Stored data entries
+ + + + + + +

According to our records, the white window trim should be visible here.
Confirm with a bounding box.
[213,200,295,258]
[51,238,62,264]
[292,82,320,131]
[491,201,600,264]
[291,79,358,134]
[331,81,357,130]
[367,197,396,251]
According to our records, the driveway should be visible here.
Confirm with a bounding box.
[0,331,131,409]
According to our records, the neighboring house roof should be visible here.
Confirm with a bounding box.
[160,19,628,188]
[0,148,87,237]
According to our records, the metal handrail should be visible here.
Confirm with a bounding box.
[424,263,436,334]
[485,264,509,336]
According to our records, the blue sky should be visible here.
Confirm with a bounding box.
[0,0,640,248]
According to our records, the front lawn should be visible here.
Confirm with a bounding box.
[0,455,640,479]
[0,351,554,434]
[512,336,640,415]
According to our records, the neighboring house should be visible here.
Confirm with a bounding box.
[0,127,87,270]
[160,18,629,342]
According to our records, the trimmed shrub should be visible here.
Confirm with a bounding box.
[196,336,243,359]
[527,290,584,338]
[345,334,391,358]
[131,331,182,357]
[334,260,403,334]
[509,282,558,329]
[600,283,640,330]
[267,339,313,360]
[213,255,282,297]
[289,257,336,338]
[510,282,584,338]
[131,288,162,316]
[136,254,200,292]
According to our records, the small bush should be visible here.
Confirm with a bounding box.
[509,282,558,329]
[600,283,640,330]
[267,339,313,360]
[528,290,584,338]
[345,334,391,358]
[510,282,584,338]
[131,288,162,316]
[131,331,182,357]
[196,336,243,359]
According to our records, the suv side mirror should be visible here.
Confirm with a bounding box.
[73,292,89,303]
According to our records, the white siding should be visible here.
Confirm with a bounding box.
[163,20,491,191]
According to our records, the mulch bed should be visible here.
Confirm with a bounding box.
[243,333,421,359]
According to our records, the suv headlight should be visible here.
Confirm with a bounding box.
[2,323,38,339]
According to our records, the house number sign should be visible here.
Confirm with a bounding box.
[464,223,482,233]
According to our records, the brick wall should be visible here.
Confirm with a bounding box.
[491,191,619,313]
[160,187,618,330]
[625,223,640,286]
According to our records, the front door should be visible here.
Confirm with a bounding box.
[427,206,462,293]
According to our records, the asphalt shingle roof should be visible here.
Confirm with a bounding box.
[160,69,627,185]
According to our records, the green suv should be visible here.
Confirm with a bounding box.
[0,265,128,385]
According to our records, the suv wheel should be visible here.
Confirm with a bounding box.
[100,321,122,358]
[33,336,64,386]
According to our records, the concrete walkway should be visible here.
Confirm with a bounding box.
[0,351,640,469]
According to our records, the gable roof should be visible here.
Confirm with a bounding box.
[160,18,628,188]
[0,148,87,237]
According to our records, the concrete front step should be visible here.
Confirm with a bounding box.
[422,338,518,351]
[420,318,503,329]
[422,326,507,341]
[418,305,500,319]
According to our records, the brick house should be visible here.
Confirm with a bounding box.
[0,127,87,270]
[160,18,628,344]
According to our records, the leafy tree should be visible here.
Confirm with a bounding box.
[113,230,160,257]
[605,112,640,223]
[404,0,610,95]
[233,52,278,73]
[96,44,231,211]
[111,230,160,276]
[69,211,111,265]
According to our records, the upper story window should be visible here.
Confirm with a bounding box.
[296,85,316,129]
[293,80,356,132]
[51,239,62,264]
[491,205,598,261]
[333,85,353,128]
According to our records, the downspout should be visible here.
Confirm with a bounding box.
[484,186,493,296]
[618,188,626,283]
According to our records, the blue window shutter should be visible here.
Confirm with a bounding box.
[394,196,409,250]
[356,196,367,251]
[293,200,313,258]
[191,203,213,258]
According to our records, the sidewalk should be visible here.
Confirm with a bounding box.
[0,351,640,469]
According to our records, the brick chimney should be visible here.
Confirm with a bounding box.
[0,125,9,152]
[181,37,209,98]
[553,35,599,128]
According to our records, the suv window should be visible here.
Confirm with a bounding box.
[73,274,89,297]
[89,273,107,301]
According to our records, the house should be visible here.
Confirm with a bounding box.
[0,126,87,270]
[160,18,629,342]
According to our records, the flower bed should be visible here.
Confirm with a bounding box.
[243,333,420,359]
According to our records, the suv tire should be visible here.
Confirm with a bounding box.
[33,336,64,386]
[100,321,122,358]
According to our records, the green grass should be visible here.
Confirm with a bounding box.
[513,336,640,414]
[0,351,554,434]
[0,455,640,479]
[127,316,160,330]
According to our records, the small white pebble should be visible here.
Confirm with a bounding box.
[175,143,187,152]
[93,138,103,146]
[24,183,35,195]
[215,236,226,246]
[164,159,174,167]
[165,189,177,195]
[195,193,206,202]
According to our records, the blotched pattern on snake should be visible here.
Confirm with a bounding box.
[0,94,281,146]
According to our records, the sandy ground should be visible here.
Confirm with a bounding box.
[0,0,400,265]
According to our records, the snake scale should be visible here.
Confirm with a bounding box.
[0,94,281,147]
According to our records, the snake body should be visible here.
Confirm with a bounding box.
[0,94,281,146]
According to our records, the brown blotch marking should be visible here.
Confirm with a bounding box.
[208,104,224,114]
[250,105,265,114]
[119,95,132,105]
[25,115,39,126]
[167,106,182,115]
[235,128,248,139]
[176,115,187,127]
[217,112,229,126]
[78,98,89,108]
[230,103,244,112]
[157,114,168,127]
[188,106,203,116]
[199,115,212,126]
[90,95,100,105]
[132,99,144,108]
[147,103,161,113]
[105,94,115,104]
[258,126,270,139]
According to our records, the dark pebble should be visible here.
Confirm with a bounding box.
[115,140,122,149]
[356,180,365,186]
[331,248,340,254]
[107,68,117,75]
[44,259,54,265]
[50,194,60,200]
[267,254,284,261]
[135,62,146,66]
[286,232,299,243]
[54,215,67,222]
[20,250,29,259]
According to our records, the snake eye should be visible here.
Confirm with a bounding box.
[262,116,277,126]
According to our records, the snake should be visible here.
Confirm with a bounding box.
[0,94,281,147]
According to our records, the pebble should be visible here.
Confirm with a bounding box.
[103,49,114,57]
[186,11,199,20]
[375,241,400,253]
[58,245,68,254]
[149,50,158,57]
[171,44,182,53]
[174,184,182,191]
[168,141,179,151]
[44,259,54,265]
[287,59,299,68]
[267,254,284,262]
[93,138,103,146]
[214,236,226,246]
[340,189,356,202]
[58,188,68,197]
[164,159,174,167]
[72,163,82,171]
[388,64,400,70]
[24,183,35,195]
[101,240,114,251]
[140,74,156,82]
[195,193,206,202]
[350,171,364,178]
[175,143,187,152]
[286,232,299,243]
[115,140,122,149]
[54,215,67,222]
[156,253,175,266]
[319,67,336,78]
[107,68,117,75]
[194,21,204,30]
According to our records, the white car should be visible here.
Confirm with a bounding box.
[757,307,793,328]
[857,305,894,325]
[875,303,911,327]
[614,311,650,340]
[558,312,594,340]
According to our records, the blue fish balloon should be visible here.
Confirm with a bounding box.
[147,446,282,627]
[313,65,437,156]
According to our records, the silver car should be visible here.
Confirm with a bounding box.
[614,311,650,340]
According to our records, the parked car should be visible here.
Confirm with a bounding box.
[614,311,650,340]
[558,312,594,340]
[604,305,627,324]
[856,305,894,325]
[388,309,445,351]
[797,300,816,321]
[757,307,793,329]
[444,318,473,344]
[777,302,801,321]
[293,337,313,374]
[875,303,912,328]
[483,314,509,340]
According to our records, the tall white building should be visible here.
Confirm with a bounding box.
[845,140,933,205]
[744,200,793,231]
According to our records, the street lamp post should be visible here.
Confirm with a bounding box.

+ + + + + + +

**BRIEF:** Copy out every one of these records again, unchanged.

**THE ANSWER:**
According to our records, the white window trim should be visible here.
Confirm with a bounding box.
[213,200,295,258]
[51,238,62,264]
[292,82,320,131]
[491,201,600,264]
[291,79,358,134]
[331,81,357,130]
[367,197,396,251]
According to our records, the driveway should be visible here.
Confirm with a bounding box.
[0,331,131,409]
According to our records, the neighboring house roof should be visible here.
Confirm with a bounding box.
[160,19,628,188]
[0,148,87,237]
According to our records, the metal handrail should be visible here.
Confirm with a bounding box.
[424,263,436,334]
[485,264,509,336]
According to our records, the blue sky should be visible here.
Confirm with a bounding box.
[0,0,640,248]
According to our records, the front lawn should be visible here.
Confirm with a bounding box.
[0,455,640,479]
[0,351,554,434]
[512,336,640,415]
According to our records, the neighboring house should be visible here.
Confirm with a bounding box.
[0,127,87,270]
[160,18,629,342]
According to our records, the trimmed shrub should be visible here.
Confirm with a bounding box.
[196,336,243,359]
[527,290,584,338]
[345,334,391,358]
[131,331,182,357]
[334,260,403,334]
[509,282,558,329]
[600,283,640,330]
[267,339,313,360]
[213,255,282,297]
[289,257,336,338]
[510,282,584,338]
[131,288,162,316]
[136,254,200,292]
According to our records, the small bush should be visible here.
Confirm with a bounding box.
[509,282,558,329]
[600,283,640,330]
[267,339,313,360]
[528,290,584,338]
[345,334,391,358]
[510,282,584,338]
[131,288,162,316]
[131,331,182,357]
[196,336,243,359]
According to our records, the suv side mirror should be visible here.
Confirm with a bounding box.
[73,292,89,303]
According to our records, the white siding should be visible here.
Confirm with a bounding box.
[163,20,491,191]
According to our records, the mulch bed should be visible here.
Confirm with a bounding box.
[243,333,421,359]
According to our records, the suv headlight should be visible here.
Confirm with a bounding box.
[2,323,38,339]
According to our records, the house number sign should be visible here.
Confirm with a bounding box.
[464,223,482,233]
According to our records, the brick wall should be visible here.
Confirm with a bounding box.
[491,191,619,313]
[160,187,618,330]
[625,223,640,286]
According to our records, the front door should be visible here.
Confirm with a bounding box.
[427,206,462,293]
According to our records, the asphalt shingle roof should be visible here.
Confirm with a bounding box.
[160,69,627,185]
According to our records, the green suv should be visible here.
Confirm with a bounding box.
[0,265,128,385]
According to our records, the suv wheel should be visible here.
Confirm with a bounding box.
[100,321,122,358]
[33,336,64,386]
According to our records, the concrete walkway should be visible here.
Confirm with a bounding box.
[0,351,640,469]
According to our records, the gable roof should be visible here.
Confirm with a bounding box.
[160,18,628,188]
[0,148,87,237]
According to our records, the concrete front step should be visible here.
Confirm with a bounding box.
[422,338,518,351]
[420,318,503,329]
[422,326,507,341]
[418,305,500,319]
According to our records, the brick house should be visible here.
Confirm with a bounding box.
[0,127,87,270]
[160,18,628,344]
According to our records, the leafy tree should be visible here.
Confirm with a bounding box.
[113,230,160,257]
[605,112,640,223]
[404,0,610,95]
[233,52,278,73]
[96,44,231,211]
[111,230,160,276]
[69,211,111,265]
According to our records, the upper story window should be visible here.
Confirm with a bounding box.
[296,85,316,129]
[293,80,356,132]
[51,239,62,264]
[491,205,598,261]
[333,85,353,128]
According to our records, the downspout should be visible here.
Confirm with a bounding box.
[484,186,493,296]
[618,188,626,283]
According to our records, the blue window shutter should be visible here.
Confirm with a bounding box.
[394,196,409,250]
[356,196,367,251]
[293,200,313,258]
[191,203,213,258]
According to our records, the sidewalk should be visible here.
Confirm with a bounding box.
[0,351,640,469]
According to our records, the brick chimney should be visible here.
Confirm with a bounding box.
[0,125,9,152]
[181,37,209,98]
[553,35,599,128]
According to our records, the suv window should be visible here.
Confirm with a bounding box.
[73,274,89,297]
[89,273,107,301]
According to our records, the house should be visible here.
Confirm with a bounding box.
[0,126,87,270]
[160,18,629,342]
According to our records, the flower bed should be visible here.
Confirm with a bounding box.
[243,333,420,359]
According to our records, the suv tire should be visible here.
Confirm with a bounding box.
[33,336,64,386]
[100,321,122,358]
According to our records, the green grass should be visible here.
Confirm with a bounding box.
[513,336,640,414]
[0,351,554,434]
[0,455,640,479]
[127,316,160,330]
According to our records, the small white pebble should be visible here.
Confirm with a bounding box.
[175,143,187,152]
[93,138,103,146]
[24,183,35,195]
[215,236,226,246]
[164,159,174,167]
[165,189,177,195]
[195,193,206,202]
According to our records, the blotched pattern on snake should be visible here.
Confirm with a bounding box.
[0,94,281,146]
According to our records, the sandy ground should be visible here.
Confirm with a bounding box.
[0,0,400,265]
According to our records, the snake scale should be visible here.
Confirm with a bounding box.
[0,94,281,147]
According to our records, the snake body should be visible here.
Confirm with a bounding box.
[0,94,281,146]
According to our records, the brown blotch marking should be visible here.
Confirm with a bounding box.
[208,104,224,114]
[250,105,265,114]
[119,95,132,105]
[25,115,39,126]
[167,106,182,115]
[235,128,248,139]
[176,115,187,127]
[217,112,229,126]
[78,98,89,108]
[230,103,244,112]
[157,114,168,127]
[188,106,203,116]
[199,115,212,126]
[90,95,100,105]
[132,99,144,108]
[147,103,161,113]
[105,94,115,104]
[258,126,270,139]
According to our records, the dark pebble should be visible here.
Confirm with a bounding box.
[115,140,122,149]
[356,180,365,186]
[331,248,340,254]
[107,68,117,75]
[44,259,54,265]
[50,194,60,200]
[267,254,284,261]
[135,62,146,66]
[286,232,299,243]
[54,215,67,222]
[20,250,29,259]
According to our records, the snake eye should be visible here.
Confirm with a bounding box.
[262,116,277,126]
According to our records, the snake should be visible here.
Confirm with a bounding box.
[0,94,281,147]
According to our records, the pebble should be visible here.
Confirm with a bounding box.
[103,49,114,57]
[186,11,199,20]
[375,241,400,253]
[58,245,68,254]
[149,50,158,57]
[171,44,182,53]
[174,184,182,191]
[168,141,179,151]
[44,259,54,265]
[287,59,299,68]
[267,254,284,262]
[93,138,103,146]
[214,236,226,246]
[340,189,356,202]
[58,188,68,197]
[164,159,174,167]
[72,163,82,171]
[388,64,400,70]
[24,183,35,195]
[101,240,114,251]
[140,74,156,82]
[195,193,206,202]
[350,171,364,178]
[175,143,187,152]
[286,232,299,243]
[115,140,122,149]
[54,215,67,222]
[156,253,175,266]
[319,67,336,78]
[107,68,117,75]
[194,21,204,30]
According to our records, the white car should be visible here.
Confirm with a bounding box.
[757,307,793,328]
[857,305,894,325]
[875,303,911,327]
[614,311,650,340]
[558,312,594,340]
According to our records, the blue fish balloon should be visible here.
Confirm with a bounding box.
[147,446,282,627]
[313,65,437,156]
According to our records, the silver car should be visible here.
Confirm with a bounding box.
[614,311,650,340]
According to our records, the parked car should be visible here.
Confirm with a bounding box.
[614,311,650,340]
[558,312,594,340]
[604,305,627,324]
[856,305,894,325]
[388,309,445,351]
[797,300,816,321]
[757,307,793,329]
[444,318,473,344]
[777,302,801,321]
[293,337,313,374]
[875,303,912,328]
[483,314,509,340]
According to our records, the tall white building should be visible here.
Confirm with a bounding box.
[845,140,933,205]
[744,200,793,231]
According to our records, the street lamp post should be visible here.
Confirm with a bounding box.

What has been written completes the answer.